-- Extract provided follows --
Candidate: The candidate, Katy Liu, is an MD/PhD glaucoma fellowship-trained, board-eligible ophthalmologist with a career goal of becoming an independent clinician-scientist. She has a PhD in Cell & Molecular Physiology, and her long-term objective is to better understand the pathobiology of the conventional outflow tract in order to improve treatments and outcomes in patients with glaucoma. Dr. Liu is completing a glaucoma research fellowship and will be promoted to faculty at the Duke Eye Center in July 2020. Career Development Plan: Dr. Liu proposes to investigate the role of tissue resident macrophages in conventional outflow homeostasis, which directly impacts the regulation of intraocular pressure (IOP). The proposed K08 will allow Dr. Liu to expand upon her current scientific knowledge and skills by gaining experience in ocular immunology, aqueous outflow physiology, genetic mouse models, flow cytometry and single-cell RNA sequencing. Dr. Liu will obtain formal didactics in ocular immunology, mouse genetics, biostatistics and responsible conduct of research. She will attend individual meetings with co-mentors to discuss career development, departmental seminars and faculty development workshops. Dr. Liu will regularly attend national meetings to discuss and present ongoing research, and submit her work for publication. Environment: The mentorship team consists of renowned experts in conventional outflow physiology and ocular immunology who are ideal to advise the candidate on her research. The Duke Eye Center is ideal for Dr. Liu with specific strengths in its Glaucoma research program and the Center for Ocular Immunology. She will also benefit from the world-class research and clinical faculty at the Duke Eye Center. Finally, the mentorship team and institution are fully committed to prepare Dr. Liu for independence as an R01-funded scientist. Research: Although immune regulators such as TGF-beta, corticosteroids and prostaglandin analogues are known to alter conventional outflow function, the role of the native immune system in conventional outflow homeostasis is poorly understood. This proposal is designed to test the hypothesis that tissue resident macrophages function in IOP regulation by altering extracellular matrix (ECM) homeostasis in the conventional outflow tract.
In Aim 1, macrophages in the outflow tract will be characterized by lineage tracing and their functional effect measured by IOP and outflow facility following pharmacologic depletion or genetic deletion of macrophages.
Aim 2 will assess changes to the ECM of the juxtacanalicular trabecular meshwork, the region of greatest outflow resistance generation in the conventional outflow tract, with macrophage deletion by measuring biomechanical stiffness and analyzing ECM components.
Aim 2 will also reveal the TM macrophage-specific transcriptome which we will correlate with its functional role in the conventional outflow tract. This project will provide a better understanding of macrophage function in IOP homeostasis, which will influence future therapeutic strategies for glaucoma and serve as the foundation for a future R01 grant.
Glaucoma is the second leading cause of blindness worldwide, with elevated pressure in the eye as its primary risk factor; indeed, all current treatments try to lower eye pressure, but are at times unsuccessful. The conventional outflow pathway is the part of the eye that regulates eye pressure, and this pathway houses many resident immune cells, but their function is not well understood. This project is designed to interrogate immune cell function in eye pressure control, results of which will shape future therapeutic strategies for glaucoma.
-- Extract provided concluded --
Answer these from the grant summary:
(a) Where will Dr. Liu be promoted to faculty, and when?
(b) Which region does Aim 2 describe as the place of greatest outflow resistance generation in the conventional outflow tract?
(c) What is named as the primary risk factor for glaucoma?
The items that follow have no connection to the grant summary.
-- Data for review follows --
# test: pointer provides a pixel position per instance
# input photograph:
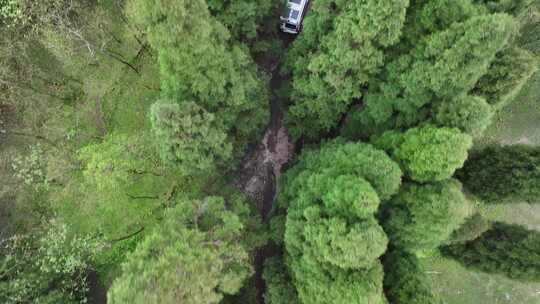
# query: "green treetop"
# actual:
(196, 255)
(427, 153)
(510, 250)
(422, 217)
(503, 174)
(347, 56)
(442, 66)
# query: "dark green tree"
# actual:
(243, 18)
(345, 59)
(472, 228)
(503, 173)
(279, 289)
(200, 63)
(189, 136)
(510, 250)
(470, 114)
(427, 153)
(405, 281)
(198, 254)
(422, 217)
(442, 66)
(508, 73)
(332, 238)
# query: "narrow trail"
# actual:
(264, 164)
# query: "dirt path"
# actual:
(263, 165)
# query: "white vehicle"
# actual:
(291, 21)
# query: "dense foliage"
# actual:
(503, 173)
(405, 281)
(200, 239)
(441, 66)
(345, 51)
(199, 62)
(331, 235)
(427, 153)
(423, 217)
(126, 124)
(510, 250)
(51, 267)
-- Data for review concluded --
Result of this task -
(a) At the Duke Eye Center, in July 2020.
(b) The juxtacanalicular trabecular meshwork.
(c) Elevated pressure in the eye.